#### [What you should do]
Edit the lines below, replacing every "matching instance" with "matching object" and leaving everything else unchanged.

#### [Material provided]
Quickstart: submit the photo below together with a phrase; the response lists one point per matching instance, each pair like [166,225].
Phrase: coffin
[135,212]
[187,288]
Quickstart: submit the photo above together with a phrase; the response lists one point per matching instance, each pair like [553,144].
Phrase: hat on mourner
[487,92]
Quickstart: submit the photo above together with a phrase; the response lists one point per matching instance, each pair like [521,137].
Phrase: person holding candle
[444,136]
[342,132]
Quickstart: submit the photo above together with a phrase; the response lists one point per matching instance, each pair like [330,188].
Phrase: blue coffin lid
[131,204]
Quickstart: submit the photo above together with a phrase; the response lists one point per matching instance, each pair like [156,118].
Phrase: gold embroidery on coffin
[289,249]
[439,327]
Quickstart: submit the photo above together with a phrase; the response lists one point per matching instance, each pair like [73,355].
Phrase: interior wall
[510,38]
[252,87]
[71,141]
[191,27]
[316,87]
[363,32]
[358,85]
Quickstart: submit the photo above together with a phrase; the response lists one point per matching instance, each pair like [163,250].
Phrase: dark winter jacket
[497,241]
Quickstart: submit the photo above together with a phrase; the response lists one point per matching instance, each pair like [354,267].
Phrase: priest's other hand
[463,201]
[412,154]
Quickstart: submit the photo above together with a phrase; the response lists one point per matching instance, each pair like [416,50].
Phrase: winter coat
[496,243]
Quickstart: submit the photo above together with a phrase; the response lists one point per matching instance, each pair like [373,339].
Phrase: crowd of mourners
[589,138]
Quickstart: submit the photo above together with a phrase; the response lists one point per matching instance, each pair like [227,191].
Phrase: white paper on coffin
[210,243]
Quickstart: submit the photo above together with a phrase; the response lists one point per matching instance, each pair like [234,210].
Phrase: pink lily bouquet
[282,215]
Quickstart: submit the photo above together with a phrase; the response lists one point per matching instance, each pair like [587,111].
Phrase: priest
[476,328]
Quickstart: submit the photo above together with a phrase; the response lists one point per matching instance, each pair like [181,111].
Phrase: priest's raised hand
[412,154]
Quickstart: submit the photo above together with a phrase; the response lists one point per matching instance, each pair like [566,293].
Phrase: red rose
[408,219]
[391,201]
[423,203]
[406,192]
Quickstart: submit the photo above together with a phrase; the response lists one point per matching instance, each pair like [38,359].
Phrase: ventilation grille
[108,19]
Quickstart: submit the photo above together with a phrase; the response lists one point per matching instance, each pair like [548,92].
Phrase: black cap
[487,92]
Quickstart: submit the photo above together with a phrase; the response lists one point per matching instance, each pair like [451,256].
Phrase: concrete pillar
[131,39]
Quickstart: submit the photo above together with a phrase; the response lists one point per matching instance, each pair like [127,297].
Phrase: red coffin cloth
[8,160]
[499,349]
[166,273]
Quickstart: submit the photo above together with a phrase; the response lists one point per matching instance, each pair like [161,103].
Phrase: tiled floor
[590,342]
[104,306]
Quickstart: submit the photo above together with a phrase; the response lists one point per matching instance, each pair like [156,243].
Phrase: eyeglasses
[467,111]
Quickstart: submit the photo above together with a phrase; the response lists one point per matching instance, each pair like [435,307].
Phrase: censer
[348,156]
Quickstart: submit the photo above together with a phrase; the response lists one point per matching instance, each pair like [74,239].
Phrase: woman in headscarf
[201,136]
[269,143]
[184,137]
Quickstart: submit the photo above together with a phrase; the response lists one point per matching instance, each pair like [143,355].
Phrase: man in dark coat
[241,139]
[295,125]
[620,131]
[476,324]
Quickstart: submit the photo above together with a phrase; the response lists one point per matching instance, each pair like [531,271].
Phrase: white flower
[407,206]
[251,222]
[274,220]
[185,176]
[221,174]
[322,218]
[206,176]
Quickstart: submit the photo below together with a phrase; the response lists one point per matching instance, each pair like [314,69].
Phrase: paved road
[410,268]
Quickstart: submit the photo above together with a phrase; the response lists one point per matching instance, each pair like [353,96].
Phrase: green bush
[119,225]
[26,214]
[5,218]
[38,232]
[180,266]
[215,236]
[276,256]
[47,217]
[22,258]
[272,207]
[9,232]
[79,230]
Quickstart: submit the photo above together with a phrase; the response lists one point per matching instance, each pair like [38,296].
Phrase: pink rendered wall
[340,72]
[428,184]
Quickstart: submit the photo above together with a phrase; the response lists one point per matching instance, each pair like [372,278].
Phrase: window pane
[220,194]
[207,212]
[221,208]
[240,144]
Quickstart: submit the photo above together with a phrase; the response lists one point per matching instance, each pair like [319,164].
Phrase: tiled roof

#### [Problem solution]
Quickstart: submit the photo below together with a phrase; the response lists one point per matching object, each pair like [166,225].
Phrase: coffin
[135,212]
[187,288]
Quickstart: submit the photo above together with a phrase; the response lists one point per matching object, each pair like [553,144].
Phrase: hat on mourner
[487,92]
Quickstart: submit the photo above together with a phrase; the response lists one point per matching object, each pair like [521,137].
Phrase: person holding candle
[444,136]
[342,132]
Quickstart: submit the photo above together with a phrase; the response lists one point per matching object, each pair like [330,188].
Phrase: blue coffin lid
[131,204]
Quickstart: submit the photo above together with a phrase; the response lists one point per matching object, each pair like [156,118].
Phrase: gold embroidery on coffin
[289,249]
[439,327]
Quickstart: submit the photo above together with a phrase; the response lists one point per matching object, each pair like [73,355].
Phrase: interior wall
[510,38]
[252,87]
[71,141]
[191,27]
[316,87]
[363,32]
[358,85]
Quickstart: submit the photo above together with a phrase; the response lists one point per matching object, each pair like [163,250].
Phrase: dark winter jacket
[497,241]
Quickstart: submit the photo above together with a phrase; the response lists one point per matching object, each pair like [354,267].
Phrase: priest's other hand
[463,201]
[412,154]
Quickstart: submit the photo above together with a phrase; the response lists one point per matching object, each pair like [416,50].
Phrase: winter coat
[496,243]
Quickstart: submit the photo above together with a phrase; the response lists one point per matching object, each pair like [373,339].
Phrase: crowd of mourners
[589,138]
Quickstart: submit the photo above together with a phrase; the response lists one point per matching object, each pair like [227,191].
Phrase: white paper on coffin
[210,243]
Quickstart: submit the photo above together with a phrase; the response lists one point per matching object, each pair like [234,210].
Phrase: pink lily bouquet
[282,215]
Quickstart: submit the photo above together with a phrase; the response lists one point per matching object, each pair like [587,111].
Phrase: priest
[476,328]
Quickstart: submit the photo above together with a phrase; the response lists one point per matching object, each pair like [181,111].
Phrase: priest's raised hand
[412,154]
Quickstart: submit the photo above together with a phrase; the response lists one point per matching object, each pair like [566,293].
Phrase: red rose
[408,219]
[391,201]
[423,203]
[406,192]
Quickstart: submit the photo above together with a phrase; the response lists one point per matching object, each pair like [38,359].
Phrase: ventilation grille
[108,19]
Quickstart: submit the photo above together with a phrase; the response lists one point per matching object, each pair like [548,92].
Phrase: black cap
[487,92]
Quickstart: submit the photo above together with a phrase; the response lists one point per matching object, each pair like [451,256].
Phrase: concrete pillar
[131,39]
Quickstart: submit the photo above together with a phrase; the response lists one point per matching object, each pair like [127,297].
Phrase: red coffin cloth
[8,160]
[499,349]
[166,273]
Quickstart: submit the photo above together with a phrase; the response lists one point per matching object, each pair like [161,103].
Phrase: tiled floor
[590,342]
[104,306]
Quickstart: submit the photo above together with a phrase; the response lists one point per matching object, each pair like [156,243].
Phrase: eyeglasses
[467,111]
Quickstart: submit the photo above together with a phrase; the response lists one point per matching object, each pair like [435,307].
Phrase: censer
[348,156]
Quickstart: submit the photo above together with a phrase; the response lists one point per matching object, each pair like [74,239].
Phrase: woman in headscarf
[201,136]
[269,143]
[184,137]
Quickstart: submit the photo above together with a phrase; the response lists one point per matching object, each pair like [143,355].
Phrase: man in dark coat
[241,139]
[295,125]
[620,131]
[476,324]
Quickstart: submit the photo above together with a phrase; the response lists one point per matching object, each pair like [531,271].
Phrase: white flower
[407,206]
[251,222]
[274,220]
[185,176]
[221,174]
[322,218]
[206,176]
Quickstart: submit the photo below together with a phrase; the response lists one point per matching object, each pair like [314,69].
Phrase: paved road
[410,268]
Quickstart: submit the photo above together with a phrase; the response lists one point per matching object, each pair like [353,96].
Phrase: green bush
[119,225]
[26,214]
[5,218]
[38,232]
[180,266]
[215,236]
[276,256]
[47,217]
[22,258]
[272,207]
[9,232]
[79,230]
Quickstart: submit the photo above together with a phrase; the response lists one point per matching object, each pair like [38,296].
Phrase: pink rendered wall
[340,72]
[428,184]
Quickstart: submit the photo above together with a phrase; the response lists one point per matching object, each pair like [372,278].
Phrase: window pane
[220,194]
[207,212]
[221,208]
[240,144]
Quickstart: submit the photo above together with a phrase; the response lists one point per matching object, each pair like [319,164].
Phrase: tiled roof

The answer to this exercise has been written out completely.